Records from a dataset

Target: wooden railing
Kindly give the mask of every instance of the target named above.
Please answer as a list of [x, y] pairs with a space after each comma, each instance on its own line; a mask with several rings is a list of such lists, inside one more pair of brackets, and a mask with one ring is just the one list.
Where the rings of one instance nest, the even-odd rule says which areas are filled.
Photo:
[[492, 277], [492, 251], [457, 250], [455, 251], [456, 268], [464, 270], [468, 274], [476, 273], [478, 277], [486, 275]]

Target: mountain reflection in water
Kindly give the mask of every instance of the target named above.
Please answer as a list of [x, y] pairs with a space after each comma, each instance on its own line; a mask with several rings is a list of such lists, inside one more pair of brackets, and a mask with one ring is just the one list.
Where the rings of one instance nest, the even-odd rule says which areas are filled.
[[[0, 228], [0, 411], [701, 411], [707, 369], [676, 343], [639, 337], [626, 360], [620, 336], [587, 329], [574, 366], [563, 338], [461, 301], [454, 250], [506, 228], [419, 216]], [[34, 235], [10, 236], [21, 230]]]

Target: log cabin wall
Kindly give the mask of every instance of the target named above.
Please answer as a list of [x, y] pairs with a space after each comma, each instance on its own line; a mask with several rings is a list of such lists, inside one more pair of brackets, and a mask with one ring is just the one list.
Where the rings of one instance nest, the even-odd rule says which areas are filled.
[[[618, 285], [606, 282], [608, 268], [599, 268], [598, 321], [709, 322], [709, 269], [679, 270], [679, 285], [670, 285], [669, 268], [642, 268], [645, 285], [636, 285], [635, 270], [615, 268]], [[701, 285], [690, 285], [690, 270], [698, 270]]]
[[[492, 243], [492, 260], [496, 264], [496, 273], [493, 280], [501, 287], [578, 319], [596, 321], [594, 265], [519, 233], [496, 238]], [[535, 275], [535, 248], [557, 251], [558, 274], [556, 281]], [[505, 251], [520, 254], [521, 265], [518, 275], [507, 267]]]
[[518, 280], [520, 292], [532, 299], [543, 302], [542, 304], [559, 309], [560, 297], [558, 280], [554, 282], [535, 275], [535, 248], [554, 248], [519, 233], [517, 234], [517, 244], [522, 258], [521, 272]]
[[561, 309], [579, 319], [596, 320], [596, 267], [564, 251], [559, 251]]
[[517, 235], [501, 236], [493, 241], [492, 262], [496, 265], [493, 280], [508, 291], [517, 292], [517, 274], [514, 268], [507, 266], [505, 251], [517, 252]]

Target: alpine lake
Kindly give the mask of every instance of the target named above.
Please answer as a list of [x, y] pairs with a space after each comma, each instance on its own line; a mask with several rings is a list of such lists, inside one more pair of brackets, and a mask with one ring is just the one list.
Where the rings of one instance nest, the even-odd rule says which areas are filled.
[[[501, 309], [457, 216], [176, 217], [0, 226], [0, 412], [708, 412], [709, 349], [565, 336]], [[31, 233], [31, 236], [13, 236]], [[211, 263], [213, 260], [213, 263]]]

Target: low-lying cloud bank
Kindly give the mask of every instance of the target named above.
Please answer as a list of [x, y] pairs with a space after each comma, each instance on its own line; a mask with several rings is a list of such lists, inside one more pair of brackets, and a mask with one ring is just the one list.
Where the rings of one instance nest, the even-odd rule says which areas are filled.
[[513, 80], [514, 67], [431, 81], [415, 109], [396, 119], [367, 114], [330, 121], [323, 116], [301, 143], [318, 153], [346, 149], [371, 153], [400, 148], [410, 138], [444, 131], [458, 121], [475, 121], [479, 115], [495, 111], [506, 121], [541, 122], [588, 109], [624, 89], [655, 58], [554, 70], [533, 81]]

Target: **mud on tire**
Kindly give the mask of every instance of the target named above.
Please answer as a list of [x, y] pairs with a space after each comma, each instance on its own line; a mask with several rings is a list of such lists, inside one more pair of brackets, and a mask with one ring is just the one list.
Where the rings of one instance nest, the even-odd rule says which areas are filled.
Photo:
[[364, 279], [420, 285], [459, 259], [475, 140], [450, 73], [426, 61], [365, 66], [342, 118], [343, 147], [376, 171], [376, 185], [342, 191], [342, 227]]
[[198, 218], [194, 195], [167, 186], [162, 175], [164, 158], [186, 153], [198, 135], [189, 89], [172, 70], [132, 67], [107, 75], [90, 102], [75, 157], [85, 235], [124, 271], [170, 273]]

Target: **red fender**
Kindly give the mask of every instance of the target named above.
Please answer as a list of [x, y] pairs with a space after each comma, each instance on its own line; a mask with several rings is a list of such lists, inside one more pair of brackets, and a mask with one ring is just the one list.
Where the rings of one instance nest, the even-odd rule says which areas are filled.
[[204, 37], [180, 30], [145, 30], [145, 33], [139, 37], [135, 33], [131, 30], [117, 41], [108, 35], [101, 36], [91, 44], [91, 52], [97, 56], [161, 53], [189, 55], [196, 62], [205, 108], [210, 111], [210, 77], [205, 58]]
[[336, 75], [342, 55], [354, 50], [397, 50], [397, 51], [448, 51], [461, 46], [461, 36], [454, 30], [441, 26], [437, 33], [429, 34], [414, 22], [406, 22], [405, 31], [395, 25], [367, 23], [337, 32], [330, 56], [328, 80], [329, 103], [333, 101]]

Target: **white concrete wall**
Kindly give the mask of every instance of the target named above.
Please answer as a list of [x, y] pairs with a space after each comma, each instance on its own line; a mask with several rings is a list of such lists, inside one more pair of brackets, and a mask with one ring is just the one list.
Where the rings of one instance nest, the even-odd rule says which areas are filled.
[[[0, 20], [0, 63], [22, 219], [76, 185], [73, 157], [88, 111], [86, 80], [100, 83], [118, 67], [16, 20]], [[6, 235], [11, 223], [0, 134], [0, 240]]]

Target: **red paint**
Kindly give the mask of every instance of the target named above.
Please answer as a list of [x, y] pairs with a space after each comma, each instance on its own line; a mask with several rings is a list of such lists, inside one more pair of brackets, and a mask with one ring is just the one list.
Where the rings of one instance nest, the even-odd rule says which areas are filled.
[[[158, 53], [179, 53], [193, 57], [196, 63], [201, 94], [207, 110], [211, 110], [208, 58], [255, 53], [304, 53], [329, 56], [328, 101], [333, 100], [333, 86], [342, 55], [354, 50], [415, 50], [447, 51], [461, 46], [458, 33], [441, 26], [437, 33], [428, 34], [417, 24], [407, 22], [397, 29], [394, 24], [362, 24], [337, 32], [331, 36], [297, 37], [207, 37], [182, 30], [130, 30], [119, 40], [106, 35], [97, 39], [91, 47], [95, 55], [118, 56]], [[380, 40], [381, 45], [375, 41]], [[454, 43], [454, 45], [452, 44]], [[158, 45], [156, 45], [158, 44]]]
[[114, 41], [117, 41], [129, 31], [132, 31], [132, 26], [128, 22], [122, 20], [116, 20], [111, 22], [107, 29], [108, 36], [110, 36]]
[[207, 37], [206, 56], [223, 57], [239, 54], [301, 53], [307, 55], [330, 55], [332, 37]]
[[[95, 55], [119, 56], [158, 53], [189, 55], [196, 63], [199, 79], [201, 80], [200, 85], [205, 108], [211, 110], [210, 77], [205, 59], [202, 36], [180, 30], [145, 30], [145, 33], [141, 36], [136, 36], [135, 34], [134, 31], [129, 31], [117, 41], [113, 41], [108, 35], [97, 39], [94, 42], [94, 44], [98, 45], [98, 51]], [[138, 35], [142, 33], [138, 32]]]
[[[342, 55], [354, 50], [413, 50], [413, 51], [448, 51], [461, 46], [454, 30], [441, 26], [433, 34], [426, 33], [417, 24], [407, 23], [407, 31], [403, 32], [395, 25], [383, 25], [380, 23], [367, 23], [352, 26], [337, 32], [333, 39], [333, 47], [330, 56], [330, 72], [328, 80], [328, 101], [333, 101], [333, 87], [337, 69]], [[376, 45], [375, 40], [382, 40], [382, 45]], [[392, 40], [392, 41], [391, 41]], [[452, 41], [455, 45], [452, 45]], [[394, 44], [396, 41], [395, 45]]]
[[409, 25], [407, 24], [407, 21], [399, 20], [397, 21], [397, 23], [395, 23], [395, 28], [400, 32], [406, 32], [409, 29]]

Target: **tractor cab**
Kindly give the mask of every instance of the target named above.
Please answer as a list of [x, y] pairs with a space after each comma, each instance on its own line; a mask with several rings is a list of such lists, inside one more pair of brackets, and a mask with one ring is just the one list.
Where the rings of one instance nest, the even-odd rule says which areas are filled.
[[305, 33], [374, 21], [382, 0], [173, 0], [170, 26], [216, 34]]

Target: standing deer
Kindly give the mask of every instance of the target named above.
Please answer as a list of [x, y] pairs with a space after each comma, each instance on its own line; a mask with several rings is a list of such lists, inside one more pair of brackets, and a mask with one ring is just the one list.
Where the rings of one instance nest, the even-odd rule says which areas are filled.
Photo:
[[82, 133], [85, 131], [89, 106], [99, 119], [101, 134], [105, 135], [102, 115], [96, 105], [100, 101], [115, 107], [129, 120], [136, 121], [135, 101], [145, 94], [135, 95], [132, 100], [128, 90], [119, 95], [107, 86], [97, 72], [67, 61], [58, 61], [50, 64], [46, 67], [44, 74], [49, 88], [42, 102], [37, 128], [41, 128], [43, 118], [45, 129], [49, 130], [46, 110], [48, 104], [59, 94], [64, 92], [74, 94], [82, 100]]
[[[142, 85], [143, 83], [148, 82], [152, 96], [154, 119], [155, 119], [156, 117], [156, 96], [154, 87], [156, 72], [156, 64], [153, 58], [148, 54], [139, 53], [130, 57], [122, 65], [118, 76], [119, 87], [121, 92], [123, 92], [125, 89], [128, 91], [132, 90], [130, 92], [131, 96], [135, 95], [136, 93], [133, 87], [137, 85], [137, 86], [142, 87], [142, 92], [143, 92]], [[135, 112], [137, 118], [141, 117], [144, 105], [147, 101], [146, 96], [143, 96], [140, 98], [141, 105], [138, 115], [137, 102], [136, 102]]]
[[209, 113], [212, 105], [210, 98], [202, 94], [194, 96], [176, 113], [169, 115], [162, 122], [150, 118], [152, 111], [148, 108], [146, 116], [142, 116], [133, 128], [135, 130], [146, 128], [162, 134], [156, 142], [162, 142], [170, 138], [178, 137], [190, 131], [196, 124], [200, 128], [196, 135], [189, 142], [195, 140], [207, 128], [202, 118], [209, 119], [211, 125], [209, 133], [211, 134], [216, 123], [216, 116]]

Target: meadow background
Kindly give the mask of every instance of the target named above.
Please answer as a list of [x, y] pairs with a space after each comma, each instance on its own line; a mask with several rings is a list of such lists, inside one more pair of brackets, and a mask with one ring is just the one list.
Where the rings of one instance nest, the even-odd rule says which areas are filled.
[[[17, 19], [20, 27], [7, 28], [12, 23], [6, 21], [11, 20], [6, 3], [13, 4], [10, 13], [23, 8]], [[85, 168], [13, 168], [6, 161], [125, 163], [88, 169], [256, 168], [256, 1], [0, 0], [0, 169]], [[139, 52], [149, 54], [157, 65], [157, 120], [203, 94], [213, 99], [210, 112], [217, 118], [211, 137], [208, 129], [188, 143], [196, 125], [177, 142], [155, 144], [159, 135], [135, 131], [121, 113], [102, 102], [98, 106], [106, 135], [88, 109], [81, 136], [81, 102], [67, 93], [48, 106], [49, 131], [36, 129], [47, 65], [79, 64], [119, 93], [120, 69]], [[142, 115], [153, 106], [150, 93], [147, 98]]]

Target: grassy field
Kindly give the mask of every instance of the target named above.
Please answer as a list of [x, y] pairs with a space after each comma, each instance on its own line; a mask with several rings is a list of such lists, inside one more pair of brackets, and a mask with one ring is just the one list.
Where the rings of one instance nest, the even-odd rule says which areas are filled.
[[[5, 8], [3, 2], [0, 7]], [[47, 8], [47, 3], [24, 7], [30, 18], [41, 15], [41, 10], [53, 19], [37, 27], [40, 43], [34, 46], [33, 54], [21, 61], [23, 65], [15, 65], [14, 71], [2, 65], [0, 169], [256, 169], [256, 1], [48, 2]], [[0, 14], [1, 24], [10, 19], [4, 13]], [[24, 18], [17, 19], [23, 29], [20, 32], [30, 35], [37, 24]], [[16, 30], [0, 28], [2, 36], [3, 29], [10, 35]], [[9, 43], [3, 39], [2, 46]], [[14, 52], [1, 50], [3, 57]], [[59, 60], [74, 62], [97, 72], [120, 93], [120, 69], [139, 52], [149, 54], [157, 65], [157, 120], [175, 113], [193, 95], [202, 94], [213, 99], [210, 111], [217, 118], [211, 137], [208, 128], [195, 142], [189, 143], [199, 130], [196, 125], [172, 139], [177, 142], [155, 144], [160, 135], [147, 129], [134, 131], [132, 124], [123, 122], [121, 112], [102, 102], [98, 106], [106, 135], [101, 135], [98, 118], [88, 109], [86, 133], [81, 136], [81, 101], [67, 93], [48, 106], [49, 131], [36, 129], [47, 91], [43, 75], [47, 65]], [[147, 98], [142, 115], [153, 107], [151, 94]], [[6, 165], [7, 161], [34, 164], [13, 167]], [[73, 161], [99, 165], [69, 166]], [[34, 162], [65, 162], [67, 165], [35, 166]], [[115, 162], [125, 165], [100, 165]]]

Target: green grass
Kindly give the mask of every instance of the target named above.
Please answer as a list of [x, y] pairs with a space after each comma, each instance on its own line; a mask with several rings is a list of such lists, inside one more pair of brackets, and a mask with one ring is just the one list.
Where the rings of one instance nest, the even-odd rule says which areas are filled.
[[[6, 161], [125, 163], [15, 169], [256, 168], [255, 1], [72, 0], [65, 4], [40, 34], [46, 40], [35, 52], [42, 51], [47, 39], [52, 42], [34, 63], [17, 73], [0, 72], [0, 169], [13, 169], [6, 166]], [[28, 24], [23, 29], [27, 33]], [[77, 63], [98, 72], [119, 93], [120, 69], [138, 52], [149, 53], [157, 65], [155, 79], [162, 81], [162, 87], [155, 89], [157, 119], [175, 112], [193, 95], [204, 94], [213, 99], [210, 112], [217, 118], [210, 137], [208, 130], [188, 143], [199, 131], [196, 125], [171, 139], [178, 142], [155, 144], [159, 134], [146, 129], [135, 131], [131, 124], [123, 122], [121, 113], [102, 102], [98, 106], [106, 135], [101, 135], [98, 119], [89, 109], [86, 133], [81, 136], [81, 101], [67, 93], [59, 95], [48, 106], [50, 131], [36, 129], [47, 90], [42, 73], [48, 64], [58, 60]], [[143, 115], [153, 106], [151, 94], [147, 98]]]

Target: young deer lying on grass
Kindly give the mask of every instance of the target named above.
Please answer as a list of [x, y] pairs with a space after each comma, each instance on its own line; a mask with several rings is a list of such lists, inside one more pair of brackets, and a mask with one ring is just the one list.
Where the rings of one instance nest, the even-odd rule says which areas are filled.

EXERCISE INSTRUCTIONS: In the records above, return only the line that contains "Target: green grass" and every line after it through the last, exactly as they appear.

EXERCISE RESULT:
Target: green grass
Kindly give the mask of every instance of the target named above.
Please answer as a list of [x, y] pairs with a space after each comma, each instance on its own line; a mask with several rings is a list of such lists, inside one more pair of brackets, and a mask with one ring is just the one list.
Where the rings of one instance nest, the even-odd rule says which areas are filled.
[[[6, 161], [125, 163], [15, 169], [256, 168], [255, 1], [72, 0], [65, 4], [40, 34], [46, 40], [35, 52], [42, 51], [47, 39], [52, 42], [34, 63], [17, 73], [0, 72], [0, 169], [13, 169], [6, 166]], [[28, 24], [23, 29], [27, 33]], [[77, 63], [98, 72], [119, 93], [120, 69], [138, 52], [149, 53], [157, 65], [155, 79], [162, 81], [162, 87], [155, 89], [157, 119], [175, 112], [193, 95], [204, 94], [213, 99], [210, 112], [217, 118], [210, 137], [208, 130], [188, 143], [199, 131], [196, 125], [171, 139], [178, 142], [155, 144], [159, 134], [146, 129], [135, 131], [131, 124], [123, 122], [121, 113], [102, 102], [98, 106], [106, 135], [101, 135], [98, 119], [89, 109], [86, 133], [81, 136], [81, 101], [67, 93], [59, 95], [48, 106], [50, 131], [36, 129], [47, 90], [42, 73], [48, 64], [58, 60]], [[143, 115], [153, 106], [151, 94], [147, 98]]]

Target: young deer lying on grass
Kindly give the mask of every instance of the target named above.
Please answer as a list of [x, y] pairs with a space after each comma, each instance on its own line; a mask with several rings is a list of such lists, inside one more pair of brackets, and a mask with one ring is just the one list.
Where the rings of one instance nest, the even-odd rule says which areas are filled.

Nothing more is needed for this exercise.